[Material provided]
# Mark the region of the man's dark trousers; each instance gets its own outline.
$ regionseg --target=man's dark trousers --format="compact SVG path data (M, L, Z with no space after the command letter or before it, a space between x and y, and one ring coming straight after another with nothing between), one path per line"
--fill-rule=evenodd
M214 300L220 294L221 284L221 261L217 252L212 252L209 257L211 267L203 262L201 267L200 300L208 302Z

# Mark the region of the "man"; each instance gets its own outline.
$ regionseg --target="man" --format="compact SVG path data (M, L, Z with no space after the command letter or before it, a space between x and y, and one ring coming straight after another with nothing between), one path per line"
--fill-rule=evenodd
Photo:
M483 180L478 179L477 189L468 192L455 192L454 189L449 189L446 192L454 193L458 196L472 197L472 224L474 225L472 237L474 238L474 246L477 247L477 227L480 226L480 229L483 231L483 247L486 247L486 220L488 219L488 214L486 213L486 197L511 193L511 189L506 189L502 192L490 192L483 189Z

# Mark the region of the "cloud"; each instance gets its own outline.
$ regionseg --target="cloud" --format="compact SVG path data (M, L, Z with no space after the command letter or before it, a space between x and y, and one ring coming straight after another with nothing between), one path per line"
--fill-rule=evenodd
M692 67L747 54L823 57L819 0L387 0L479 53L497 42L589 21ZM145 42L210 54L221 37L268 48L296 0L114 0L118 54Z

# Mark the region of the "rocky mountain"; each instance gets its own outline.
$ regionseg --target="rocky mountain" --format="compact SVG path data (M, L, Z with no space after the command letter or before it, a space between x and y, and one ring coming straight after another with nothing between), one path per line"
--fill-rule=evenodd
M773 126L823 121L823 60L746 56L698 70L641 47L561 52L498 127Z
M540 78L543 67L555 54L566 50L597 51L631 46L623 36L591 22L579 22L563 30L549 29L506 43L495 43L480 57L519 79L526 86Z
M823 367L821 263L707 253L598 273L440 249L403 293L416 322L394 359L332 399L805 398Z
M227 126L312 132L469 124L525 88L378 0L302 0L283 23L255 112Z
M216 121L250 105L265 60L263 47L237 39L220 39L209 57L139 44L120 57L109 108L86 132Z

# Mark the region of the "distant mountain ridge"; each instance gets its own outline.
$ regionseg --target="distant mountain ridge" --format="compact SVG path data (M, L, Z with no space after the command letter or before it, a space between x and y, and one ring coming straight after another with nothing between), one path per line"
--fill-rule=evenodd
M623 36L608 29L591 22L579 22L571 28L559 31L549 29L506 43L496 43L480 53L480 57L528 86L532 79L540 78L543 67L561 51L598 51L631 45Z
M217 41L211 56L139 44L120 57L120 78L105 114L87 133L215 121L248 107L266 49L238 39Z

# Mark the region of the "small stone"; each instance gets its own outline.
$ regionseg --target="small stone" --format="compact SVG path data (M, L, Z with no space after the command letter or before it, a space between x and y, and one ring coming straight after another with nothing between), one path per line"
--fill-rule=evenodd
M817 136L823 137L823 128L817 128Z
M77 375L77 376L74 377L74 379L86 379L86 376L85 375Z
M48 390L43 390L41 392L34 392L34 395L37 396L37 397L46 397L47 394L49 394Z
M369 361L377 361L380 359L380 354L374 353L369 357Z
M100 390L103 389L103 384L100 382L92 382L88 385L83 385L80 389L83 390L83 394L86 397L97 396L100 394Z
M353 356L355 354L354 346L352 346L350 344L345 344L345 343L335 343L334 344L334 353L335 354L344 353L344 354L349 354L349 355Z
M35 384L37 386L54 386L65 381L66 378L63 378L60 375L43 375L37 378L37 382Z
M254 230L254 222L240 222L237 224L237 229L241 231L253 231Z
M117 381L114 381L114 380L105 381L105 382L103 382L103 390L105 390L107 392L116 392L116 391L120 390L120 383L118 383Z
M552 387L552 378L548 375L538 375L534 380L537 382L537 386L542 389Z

[Assigned task] Copy each line above where the string "small" occurs.

[Answer for the task]
# Mark the region of the "small stone"; each instance gets its own outline.
$ regionseg --target="small stone" --format="compact SVG path data (M, L, Z with no space after the command letter or before it, a space between x and y, and one ring coming straight after another with nothing between), one path per line"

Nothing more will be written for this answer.